THE TASK:
Collect every line of the records below that contains the word "window".

DATA SECTION:
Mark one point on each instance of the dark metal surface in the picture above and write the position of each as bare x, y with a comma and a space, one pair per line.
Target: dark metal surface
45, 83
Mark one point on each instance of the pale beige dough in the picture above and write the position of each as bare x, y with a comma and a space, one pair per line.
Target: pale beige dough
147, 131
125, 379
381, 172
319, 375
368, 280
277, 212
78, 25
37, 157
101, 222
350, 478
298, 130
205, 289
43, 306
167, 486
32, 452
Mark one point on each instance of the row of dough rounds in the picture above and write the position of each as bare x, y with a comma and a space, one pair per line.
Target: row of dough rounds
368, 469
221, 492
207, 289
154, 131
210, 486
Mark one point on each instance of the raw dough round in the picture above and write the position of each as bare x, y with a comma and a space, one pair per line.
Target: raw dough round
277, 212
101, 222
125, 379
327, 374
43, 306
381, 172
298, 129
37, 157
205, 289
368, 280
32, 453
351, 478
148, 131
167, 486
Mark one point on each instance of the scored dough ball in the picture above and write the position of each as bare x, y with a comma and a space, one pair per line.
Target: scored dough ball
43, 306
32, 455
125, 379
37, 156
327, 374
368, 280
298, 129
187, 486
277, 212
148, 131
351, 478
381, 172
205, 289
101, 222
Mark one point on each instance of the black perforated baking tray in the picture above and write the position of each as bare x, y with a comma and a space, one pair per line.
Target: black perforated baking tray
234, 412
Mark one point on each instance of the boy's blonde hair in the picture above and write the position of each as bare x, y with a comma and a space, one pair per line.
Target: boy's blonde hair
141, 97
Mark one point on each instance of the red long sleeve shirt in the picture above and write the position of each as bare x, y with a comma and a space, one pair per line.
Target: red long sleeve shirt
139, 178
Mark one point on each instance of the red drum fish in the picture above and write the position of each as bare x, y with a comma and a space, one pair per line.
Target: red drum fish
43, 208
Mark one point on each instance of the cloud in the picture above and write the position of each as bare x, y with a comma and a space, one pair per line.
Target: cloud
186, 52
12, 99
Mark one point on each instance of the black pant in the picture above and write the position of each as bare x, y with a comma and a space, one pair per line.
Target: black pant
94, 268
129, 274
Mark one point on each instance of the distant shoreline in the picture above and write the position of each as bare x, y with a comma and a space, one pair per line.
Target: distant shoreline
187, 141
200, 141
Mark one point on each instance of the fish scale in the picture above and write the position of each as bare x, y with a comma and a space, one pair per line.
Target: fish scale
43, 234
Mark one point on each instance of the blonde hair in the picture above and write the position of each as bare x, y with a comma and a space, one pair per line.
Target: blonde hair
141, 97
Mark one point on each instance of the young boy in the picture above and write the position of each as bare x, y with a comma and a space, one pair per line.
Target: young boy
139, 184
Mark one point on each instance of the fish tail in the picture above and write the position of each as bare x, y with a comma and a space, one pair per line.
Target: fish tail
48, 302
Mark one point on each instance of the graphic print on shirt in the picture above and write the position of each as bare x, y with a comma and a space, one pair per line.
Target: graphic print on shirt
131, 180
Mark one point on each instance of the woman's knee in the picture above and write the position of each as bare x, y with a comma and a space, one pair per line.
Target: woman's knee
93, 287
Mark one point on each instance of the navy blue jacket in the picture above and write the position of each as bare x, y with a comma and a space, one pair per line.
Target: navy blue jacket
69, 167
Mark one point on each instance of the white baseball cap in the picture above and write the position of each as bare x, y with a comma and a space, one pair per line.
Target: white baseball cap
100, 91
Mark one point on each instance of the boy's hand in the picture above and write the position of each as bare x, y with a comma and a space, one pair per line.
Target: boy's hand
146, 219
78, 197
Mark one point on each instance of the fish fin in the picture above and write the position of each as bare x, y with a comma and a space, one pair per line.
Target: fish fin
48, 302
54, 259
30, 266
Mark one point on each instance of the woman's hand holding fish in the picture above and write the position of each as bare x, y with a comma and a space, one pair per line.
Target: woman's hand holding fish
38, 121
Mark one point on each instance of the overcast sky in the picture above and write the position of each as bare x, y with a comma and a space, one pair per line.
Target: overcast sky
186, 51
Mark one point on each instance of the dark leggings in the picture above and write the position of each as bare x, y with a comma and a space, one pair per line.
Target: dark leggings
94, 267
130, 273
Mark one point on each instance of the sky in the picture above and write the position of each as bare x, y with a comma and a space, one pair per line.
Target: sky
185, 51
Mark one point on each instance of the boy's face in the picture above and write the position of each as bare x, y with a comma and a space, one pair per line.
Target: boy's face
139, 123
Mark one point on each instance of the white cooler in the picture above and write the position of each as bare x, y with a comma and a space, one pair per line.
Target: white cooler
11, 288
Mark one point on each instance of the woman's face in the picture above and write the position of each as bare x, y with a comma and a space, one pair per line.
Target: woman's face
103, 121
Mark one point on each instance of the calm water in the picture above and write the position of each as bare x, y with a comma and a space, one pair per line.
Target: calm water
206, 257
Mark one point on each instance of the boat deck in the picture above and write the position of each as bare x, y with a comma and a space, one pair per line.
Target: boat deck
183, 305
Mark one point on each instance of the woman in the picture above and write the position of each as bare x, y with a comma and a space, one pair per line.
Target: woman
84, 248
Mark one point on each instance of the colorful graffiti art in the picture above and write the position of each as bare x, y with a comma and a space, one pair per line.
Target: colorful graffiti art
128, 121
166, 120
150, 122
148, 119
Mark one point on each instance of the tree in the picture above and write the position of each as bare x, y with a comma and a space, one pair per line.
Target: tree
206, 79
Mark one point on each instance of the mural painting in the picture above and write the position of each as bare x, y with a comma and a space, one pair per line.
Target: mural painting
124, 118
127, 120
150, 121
...
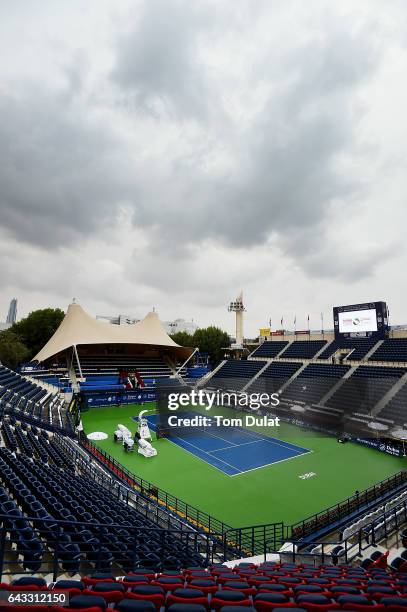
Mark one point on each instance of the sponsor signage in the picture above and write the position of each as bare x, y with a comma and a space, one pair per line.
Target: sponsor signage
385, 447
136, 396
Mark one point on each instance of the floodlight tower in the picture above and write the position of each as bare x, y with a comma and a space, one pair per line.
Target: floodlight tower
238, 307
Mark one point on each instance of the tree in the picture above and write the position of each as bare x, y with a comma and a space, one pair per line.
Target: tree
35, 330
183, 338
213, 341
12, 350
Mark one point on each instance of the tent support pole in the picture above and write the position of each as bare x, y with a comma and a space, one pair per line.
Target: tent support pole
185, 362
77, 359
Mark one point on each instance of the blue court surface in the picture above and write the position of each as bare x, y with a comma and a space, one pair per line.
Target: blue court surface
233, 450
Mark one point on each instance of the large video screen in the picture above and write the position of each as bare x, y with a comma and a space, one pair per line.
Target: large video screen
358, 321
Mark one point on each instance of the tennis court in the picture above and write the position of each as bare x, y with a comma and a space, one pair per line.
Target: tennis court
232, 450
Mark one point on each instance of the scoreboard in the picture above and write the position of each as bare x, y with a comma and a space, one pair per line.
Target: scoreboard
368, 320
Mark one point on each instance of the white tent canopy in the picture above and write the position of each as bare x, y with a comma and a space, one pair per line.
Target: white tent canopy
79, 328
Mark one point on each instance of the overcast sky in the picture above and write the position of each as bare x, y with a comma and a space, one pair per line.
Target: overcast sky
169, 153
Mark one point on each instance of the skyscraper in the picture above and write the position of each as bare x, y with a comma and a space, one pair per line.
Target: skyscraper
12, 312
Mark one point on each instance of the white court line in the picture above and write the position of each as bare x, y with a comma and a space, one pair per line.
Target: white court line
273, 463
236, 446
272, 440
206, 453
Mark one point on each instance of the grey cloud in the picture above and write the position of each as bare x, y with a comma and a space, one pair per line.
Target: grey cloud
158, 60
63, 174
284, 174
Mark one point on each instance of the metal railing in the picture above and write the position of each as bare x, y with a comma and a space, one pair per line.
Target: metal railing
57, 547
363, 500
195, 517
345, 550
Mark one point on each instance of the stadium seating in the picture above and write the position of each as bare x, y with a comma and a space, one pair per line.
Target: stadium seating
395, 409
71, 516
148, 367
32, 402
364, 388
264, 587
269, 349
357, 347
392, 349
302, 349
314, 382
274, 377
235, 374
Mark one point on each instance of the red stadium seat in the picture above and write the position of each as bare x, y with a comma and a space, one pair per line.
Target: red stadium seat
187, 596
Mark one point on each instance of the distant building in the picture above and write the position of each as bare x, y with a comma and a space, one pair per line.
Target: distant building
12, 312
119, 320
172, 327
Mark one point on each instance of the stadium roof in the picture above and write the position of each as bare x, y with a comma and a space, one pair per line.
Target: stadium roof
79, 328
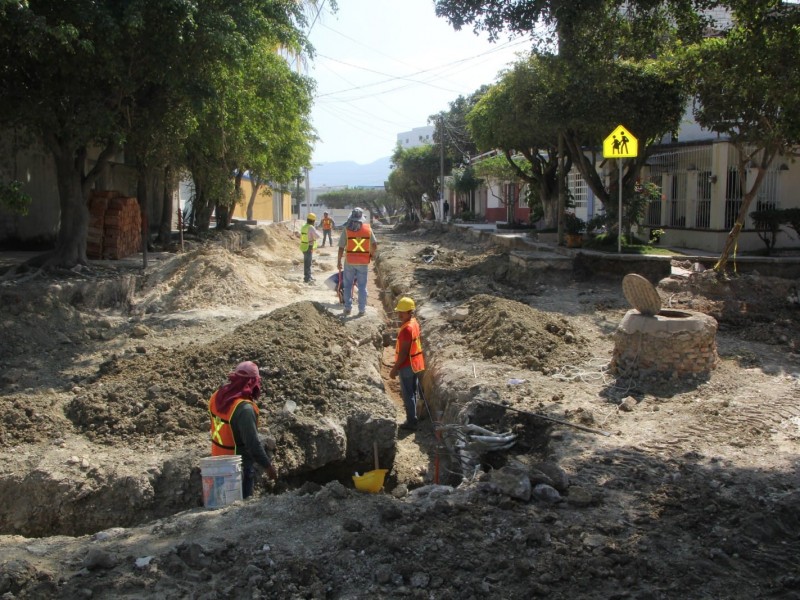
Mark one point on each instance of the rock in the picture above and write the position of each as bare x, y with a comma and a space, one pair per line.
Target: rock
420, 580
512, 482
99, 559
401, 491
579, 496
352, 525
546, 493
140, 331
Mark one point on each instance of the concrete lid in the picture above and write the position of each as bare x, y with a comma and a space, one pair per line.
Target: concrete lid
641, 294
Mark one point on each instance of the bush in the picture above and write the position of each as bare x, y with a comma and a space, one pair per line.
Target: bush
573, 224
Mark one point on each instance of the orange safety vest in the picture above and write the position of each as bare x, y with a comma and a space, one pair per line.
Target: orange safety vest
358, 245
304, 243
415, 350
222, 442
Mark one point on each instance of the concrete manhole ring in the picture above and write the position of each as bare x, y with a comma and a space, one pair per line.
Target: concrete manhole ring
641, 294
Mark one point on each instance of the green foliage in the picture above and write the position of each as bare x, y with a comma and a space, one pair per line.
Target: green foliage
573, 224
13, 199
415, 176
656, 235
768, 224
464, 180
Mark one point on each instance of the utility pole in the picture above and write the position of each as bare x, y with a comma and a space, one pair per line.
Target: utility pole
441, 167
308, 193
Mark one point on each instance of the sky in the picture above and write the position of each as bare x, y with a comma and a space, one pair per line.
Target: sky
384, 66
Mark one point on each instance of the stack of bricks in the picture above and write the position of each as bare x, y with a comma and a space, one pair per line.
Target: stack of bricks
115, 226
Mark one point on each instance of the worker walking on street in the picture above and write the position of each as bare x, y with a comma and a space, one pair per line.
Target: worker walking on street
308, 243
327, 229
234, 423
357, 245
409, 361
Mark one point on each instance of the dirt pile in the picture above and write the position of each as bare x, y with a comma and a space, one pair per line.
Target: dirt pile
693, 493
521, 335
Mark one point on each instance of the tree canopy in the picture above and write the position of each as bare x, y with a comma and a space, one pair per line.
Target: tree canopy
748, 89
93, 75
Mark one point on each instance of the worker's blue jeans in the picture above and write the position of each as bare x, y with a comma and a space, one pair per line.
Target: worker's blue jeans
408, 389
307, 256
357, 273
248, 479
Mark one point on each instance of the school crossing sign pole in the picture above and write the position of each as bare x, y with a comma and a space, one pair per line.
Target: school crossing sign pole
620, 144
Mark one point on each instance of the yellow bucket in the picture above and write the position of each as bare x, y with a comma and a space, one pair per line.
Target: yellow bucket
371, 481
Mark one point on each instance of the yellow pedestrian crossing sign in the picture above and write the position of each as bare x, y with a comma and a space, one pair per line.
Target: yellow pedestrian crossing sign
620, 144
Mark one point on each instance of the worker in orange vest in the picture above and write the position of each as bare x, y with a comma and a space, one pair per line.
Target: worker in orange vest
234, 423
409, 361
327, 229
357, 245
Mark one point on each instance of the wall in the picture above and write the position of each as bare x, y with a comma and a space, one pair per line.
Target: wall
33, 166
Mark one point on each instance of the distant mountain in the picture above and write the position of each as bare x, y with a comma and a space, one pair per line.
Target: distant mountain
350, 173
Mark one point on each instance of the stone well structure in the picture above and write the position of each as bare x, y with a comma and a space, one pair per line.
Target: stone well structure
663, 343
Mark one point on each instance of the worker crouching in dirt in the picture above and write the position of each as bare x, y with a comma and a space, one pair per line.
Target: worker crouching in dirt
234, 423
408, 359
---
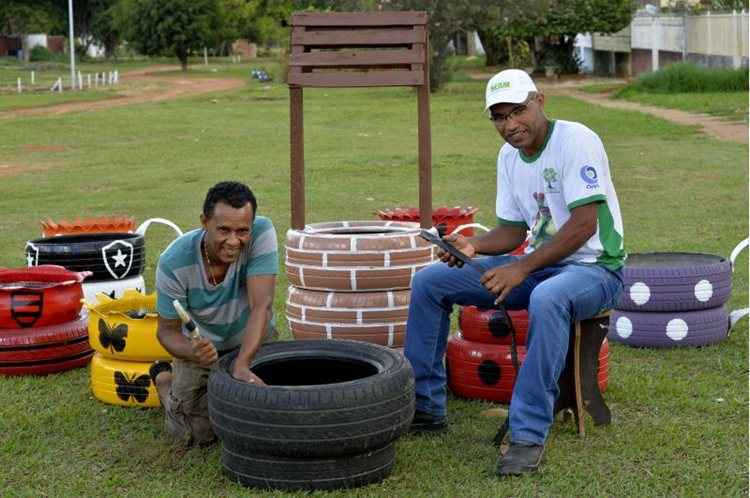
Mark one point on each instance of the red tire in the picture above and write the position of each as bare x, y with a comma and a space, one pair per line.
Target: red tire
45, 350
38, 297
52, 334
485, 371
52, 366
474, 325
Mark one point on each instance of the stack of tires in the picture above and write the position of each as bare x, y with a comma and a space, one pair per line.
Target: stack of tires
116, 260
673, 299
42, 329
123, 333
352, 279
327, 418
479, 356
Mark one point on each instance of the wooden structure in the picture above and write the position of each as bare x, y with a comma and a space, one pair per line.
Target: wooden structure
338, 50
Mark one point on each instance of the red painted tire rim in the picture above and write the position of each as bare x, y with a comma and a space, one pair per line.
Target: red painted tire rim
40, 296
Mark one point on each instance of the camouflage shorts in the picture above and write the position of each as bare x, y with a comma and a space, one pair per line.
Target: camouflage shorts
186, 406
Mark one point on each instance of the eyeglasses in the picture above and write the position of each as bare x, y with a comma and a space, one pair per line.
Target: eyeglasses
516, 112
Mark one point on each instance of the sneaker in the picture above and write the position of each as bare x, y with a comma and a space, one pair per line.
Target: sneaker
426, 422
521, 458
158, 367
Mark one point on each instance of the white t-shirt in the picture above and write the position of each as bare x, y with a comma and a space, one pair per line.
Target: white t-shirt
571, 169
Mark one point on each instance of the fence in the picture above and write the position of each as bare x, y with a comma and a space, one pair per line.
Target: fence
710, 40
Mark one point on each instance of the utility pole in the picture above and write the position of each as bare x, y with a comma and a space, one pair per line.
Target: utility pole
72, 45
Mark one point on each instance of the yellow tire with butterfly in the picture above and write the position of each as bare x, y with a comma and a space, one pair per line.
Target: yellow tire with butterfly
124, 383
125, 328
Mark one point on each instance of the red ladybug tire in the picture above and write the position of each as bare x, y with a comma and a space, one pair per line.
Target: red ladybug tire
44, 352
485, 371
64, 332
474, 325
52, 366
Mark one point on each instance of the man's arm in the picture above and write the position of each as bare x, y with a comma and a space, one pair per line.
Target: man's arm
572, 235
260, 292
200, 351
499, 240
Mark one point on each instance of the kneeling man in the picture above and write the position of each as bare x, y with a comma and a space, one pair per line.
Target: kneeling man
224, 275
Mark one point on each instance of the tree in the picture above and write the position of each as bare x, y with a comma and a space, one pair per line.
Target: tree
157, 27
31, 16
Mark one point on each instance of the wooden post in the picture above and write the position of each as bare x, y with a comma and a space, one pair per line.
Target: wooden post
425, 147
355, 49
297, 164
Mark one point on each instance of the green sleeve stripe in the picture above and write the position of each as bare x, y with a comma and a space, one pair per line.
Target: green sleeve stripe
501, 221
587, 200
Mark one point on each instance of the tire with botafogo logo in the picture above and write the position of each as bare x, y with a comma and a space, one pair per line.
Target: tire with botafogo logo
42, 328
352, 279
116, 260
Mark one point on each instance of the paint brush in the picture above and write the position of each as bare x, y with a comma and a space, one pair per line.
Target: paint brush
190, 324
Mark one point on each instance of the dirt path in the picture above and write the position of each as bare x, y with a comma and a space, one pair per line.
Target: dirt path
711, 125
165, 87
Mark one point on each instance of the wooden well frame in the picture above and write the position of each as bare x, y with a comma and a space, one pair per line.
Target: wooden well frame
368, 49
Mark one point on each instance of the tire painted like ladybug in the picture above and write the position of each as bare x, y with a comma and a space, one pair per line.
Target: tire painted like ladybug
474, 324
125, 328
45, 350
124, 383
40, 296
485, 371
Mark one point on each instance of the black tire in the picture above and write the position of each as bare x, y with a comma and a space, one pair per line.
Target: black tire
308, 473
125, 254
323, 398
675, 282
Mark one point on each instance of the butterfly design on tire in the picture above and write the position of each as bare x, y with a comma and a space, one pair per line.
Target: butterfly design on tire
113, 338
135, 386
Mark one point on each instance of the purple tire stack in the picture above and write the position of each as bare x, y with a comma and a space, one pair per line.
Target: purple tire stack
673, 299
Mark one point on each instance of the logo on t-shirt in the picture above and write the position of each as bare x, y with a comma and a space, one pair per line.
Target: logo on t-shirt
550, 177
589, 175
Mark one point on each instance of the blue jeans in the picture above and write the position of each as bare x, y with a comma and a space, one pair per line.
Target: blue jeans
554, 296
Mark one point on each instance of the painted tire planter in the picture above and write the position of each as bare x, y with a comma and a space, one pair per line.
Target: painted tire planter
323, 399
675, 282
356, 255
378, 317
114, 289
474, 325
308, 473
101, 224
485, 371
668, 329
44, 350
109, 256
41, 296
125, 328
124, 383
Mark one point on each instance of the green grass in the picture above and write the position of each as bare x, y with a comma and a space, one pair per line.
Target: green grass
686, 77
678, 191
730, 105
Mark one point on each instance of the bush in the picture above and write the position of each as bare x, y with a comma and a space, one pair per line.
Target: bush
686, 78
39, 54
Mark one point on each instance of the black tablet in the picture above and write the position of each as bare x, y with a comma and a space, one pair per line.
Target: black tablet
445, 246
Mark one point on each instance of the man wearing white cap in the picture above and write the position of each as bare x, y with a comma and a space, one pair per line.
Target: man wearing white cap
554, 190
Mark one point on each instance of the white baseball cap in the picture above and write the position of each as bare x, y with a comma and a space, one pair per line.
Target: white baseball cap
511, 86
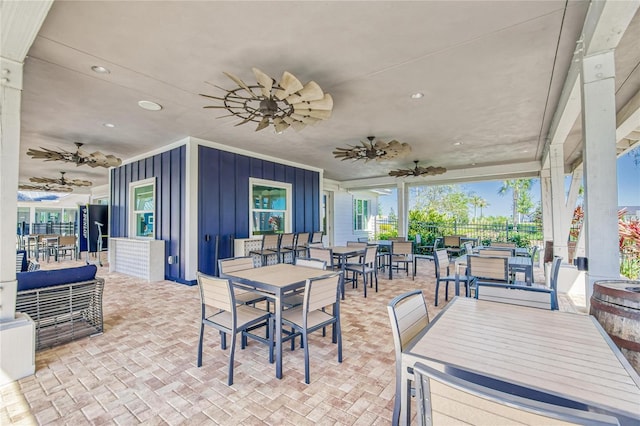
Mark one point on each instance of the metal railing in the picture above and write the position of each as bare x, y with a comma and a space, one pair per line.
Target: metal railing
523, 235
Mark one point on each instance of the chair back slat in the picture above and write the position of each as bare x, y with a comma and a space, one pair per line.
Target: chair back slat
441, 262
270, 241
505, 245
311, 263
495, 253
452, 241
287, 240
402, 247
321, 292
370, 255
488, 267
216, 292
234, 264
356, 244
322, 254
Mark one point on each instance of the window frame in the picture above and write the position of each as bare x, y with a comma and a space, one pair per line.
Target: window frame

EXERCISE RESULT:
Mark one point on each instance of the window frame in the picture above and write the position of each as bare x, y with a comma and a space, one pair per line.
Target: window frame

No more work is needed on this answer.